▸ **DOCUMENT EXTRACT**

+++

Open data module at BFH

oleg · 16 August 2017 22:00

These study notes are for the Open Data lecture by Oleg Lavrovsky at the Berne University of Applied Sciences Certificate of Advanced Studies in Data Analysis program.

The course of study is designed for professionals interested in data projects and needing to know more about data analysis. The intent of this lecture is to present a practitioner perspective as well as some introductory background on open data, the open data movement, and several real-world projects - with details of the data involved, legal conditions and technical challenges.

The notes begin with an introductory Part 1 below, and continue with a deep-dive on the open data lifecycle in Part 2.

1. Introduction

It is said: attention is in short supply in our information overloaded society. If we break this statement down to its foundations, we may wish to focus on the question of: how accessible are the constituent components of knowledge, which allow us to focus our attention appropriately? The relationship could be described by a simple graph:

Attention -> [ Data -> Information -> Use ] -> Knowledge

Data is only put to use when there is the possibility of change in the information. (In other words: “where there is perfect certainty, there is no information: There is nothing to be said.” - from a recent Nautilus article on Claude Schannon). Cycles of transforming data to useful information, lead us to knowledge.

The open data community, exemplified by the Open Knowledge network, is concerned with sustainable access in each of these domains. It is my belief that the value of data analysis grows in correlation with the number of degrees of openness (i.e. openness to fellow experts, to colleagues, the wider organization, fellow citizens, …) that are supported.

Definitions

Let us more precisely define the concept of Data as:

da•ta (dāˈtə, dătˈə, däˈtə)
- n.  Factual information, especially information organized
      for analysis or used to reason or make decisions.
- n.  Computer Science Numerical or other information represented
      in a form suitable for processing by computer.
- n.  Values derived from scientific experiments.

– Wikipedia

The concept of Open will be defined for our purposes as follows:

“A piece of content or data is open if anyone is free to use,
reuse, and redistribute it - subject only, at most, to the
requirement to attribute and share-alike."

– The Open Definition

Open Data is about open…

File formats, e.g. CSV
Licenses, e.g. ODC-BY
Schemata, e.g. Data Packages
Catalogues, e.g. CKAN
Tools, e.g. GoodTables
Communities, e.g. Opendata.ch

In Switzerland

Das Thema Open Data bewegt eine grosse Vielfalt von Akteuren in Behörden, Medien, Firmen und der wachsenden Schweizer Community einzelner Entwickler, Designer und Aktivisten. Die Dynamik ist da, der politische Wille entsteht, den Austausch findet statt.

(adapted from make.opendata.ch)

Here are some ‘Classic’ Swiss online data sources:

Government (BFS)
Geography (GeoAdmin)
Science (CERN)
…

The new Swiss Open Government Data platform, opendata.swiss, pulls numerous official datasets into one place:

–Screenshot of opendata.swiss

Such portals build upon the experience of numerous community projects and prior efforts to organize information online relevant to a diverse user base. The main function is to make important metadata - such as time of update, terms of use, ownership, typology, schema - available in one place, searchable and cross-referenceable.

+++

▸ **BRIEF 1**
According to the open data lecture notes, what is given as the example of an open catalogue?
▸ **BRIEF 2**
Retype the open data lecture notes from "Attention -> [ Data" up to and including "(dāˈtə, dătˈə, däˈtə)", matching every character.

+++

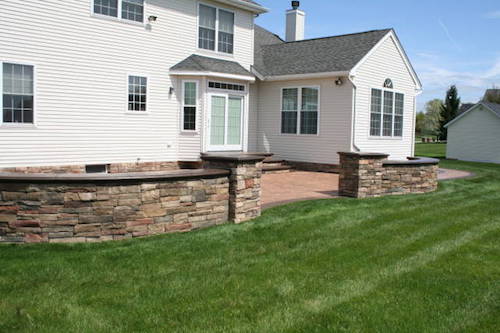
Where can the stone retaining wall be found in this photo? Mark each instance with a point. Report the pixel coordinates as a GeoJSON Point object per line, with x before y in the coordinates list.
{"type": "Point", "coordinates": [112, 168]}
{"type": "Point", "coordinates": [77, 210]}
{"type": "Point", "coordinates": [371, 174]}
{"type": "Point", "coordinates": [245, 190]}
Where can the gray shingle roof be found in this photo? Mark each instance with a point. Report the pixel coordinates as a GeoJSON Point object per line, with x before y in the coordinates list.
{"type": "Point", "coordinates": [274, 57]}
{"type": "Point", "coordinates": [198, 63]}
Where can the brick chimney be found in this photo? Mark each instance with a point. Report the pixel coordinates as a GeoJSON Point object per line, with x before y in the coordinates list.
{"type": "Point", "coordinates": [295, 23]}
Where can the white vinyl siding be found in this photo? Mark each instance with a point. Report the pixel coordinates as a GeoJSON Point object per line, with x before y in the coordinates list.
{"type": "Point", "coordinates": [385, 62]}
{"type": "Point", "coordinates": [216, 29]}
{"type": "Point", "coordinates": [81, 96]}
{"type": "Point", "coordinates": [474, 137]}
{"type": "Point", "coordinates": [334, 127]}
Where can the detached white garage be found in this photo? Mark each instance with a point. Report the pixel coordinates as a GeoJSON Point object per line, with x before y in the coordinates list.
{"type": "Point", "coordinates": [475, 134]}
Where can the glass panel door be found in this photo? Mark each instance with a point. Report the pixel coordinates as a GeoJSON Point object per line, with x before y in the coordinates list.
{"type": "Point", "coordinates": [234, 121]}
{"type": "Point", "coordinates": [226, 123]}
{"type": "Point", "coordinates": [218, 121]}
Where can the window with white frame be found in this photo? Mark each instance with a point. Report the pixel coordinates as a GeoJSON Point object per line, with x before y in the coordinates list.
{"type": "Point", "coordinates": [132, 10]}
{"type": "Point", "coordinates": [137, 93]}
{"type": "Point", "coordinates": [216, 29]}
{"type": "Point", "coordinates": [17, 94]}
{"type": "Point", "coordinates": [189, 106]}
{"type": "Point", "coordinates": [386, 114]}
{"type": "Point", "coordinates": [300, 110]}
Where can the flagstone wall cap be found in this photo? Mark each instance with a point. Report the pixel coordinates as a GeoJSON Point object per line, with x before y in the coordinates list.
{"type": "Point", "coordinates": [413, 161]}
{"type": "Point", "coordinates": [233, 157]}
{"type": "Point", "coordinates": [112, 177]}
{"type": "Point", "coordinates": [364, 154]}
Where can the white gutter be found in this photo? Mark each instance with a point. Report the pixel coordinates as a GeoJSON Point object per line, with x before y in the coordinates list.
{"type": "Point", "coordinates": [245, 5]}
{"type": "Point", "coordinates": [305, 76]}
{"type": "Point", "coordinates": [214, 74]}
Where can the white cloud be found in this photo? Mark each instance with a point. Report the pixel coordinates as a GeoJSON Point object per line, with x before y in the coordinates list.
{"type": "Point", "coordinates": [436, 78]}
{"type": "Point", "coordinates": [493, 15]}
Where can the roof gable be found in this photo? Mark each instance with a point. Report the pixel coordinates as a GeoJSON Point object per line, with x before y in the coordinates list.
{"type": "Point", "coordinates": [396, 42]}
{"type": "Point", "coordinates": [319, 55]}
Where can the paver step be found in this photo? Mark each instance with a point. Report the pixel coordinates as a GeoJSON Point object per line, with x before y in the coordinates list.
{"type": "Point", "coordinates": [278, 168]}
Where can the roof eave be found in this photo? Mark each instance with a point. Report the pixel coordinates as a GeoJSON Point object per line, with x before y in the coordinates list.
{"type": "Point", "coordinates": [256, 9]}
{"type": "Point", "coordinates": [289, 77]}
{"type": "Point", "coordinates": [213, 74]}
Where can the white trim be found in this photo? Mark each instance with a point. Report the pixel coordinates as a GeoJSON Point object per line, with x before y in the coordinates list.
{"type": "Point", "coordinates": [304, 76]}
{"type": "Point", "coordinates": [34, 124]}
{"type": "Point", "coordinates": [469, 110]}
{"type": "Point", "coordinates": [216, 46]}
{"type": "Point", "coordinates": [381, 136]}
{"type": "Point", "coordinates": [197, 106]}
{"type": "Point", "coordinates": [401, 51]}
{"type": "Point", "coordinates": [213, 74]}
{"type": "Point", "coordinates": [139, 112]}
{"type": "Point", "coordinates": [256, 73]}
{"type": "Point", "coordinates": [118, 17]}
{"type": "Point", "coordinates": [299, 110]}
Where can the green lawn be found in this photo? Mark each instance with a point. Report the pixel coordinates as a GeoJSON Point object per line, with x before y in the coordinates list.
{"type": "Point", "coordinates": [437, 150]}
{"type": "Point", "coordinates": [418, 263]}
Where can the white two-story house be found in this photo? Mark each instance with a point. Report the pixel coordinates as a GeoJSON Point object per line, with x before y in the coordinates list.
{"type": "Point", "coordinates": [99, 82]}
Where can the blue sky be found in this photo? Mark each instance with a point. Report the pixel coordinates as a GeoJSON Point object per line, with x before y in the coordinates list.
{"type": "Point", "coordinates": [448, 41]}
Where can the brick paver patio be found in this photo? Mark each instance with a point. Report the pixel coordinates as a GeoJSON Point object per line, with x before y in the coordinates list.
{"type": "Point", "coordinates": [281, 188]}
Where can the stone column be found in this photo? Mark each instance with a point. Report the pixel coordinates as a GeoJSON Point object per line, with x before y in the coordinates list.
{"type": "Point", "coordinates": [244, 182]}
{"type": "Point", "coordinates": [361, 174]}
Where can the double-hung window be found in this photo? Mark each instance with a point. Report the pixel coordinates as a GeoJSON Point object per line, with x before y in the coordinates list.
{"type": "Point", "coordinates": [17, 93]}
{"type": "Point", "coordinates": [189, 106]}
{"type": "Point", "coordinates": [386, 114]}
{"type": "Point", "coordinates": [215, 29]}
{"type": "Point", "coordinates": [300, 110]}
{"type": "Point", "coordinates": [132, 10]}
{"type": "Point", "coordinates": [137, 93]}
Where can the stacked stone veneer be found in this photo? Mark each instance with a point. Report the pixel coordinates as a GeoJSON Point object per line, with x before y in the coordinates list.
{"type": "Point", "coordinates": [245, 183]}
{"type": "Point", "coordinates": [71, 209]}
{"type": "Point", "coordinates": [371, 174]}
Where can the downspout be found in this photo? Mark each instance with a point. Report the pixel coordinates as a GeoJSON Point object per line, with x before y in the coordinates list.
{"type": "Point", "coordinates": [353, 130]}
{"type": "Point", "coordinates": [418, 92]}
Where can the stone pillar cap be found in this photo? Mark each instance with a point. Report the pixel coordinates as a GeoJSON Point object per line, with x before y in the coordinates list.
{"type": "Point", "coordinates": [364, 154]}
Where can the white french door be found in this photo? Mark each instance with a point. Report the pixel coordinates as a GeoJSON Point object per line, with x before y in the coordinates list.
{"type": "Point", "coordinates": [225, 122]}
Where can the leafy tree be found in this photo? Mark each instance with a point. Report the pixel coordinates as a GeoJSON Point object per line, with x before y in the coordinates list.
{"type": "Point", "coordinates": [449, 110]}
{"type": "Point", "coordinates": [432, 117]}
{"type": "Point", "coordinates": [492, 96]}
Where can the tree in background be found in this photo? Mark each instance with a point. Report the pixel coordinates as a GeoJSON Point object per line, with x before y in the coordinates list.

+++

▸ **ANSWER SECTION 1**
CKAN

▸ **ANSWER SECTION 2**
Attention -> [ Data -> Information -> Use ] -> Knowledge

Data is only put to use when there is the possibility of change in the information. (In other words: “where there is perfect certainty, there is no information: There is nothing to be said.” - from a recent Nautilus article on Claude Schannon). Cycles of transforming data to useful information, lead us to knowledge.

The open data community, exemplified by the Open Knowledge network, is concerned with sustainable access in each of these domains. It is my belief that the value of data analysis grows in correlation with the number of degrees of openness (i.e. openness to fellow experts, to colleagues, the wider organization, fellow citizens, …) that are supported.

Definitions

Let us more precisely define the concept of Data as:

da•ta (dāˈtə, dătˈə, däˈtə)